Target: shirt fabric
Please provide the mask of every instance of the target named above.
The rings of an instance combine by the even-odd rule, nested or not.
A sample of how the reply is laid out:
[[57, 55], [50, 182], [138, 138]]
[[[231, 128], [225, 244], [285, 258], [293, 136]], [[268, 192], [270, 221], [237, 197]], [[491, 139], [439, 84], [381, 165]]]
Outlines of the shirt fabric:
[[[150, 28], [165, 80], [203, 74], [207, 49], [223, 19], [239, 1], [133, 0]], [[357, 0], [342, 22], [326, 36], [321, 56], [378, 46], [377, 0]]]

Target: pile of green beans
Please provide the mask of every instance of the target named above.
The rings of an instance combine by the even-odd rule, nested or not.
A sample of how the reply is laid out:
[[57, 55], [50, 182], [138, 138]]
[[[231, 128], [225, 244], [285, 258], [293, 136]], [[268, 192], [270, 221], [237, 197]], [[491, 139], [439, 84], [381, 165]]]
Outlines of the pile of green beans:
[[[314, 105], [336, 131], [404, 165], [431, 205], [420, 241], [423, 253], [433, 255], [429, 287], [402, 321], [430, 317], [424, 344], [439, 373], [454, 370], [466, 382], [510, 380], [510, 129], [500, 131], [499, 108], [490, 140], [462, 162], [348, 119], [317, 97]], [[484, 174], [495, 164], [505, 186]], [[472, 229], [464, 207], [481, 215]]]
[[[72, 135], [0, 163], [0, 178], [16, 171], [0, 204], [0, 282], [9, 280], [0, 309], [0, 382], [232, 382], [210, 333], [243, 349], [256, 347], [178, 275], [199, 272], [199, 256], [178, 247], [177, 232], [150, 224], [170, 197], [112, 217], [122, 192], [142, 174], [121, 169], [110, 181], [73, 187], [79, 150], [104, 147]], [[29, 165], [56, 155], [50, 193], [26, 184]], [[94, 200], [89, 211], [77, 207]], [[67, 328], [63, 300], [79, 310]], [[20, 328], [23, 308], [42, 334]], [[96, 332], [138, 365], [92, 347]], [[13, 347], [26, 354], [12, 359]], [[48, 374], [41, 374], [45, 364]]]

Consigna =
Selecciona de los registros anteriores cada línea que contenga la palabra "Outlines" y cópiala tal cual.

Resultado a continuación =
Outlines of the shirt fabric:
Outlines of the pile of green beans:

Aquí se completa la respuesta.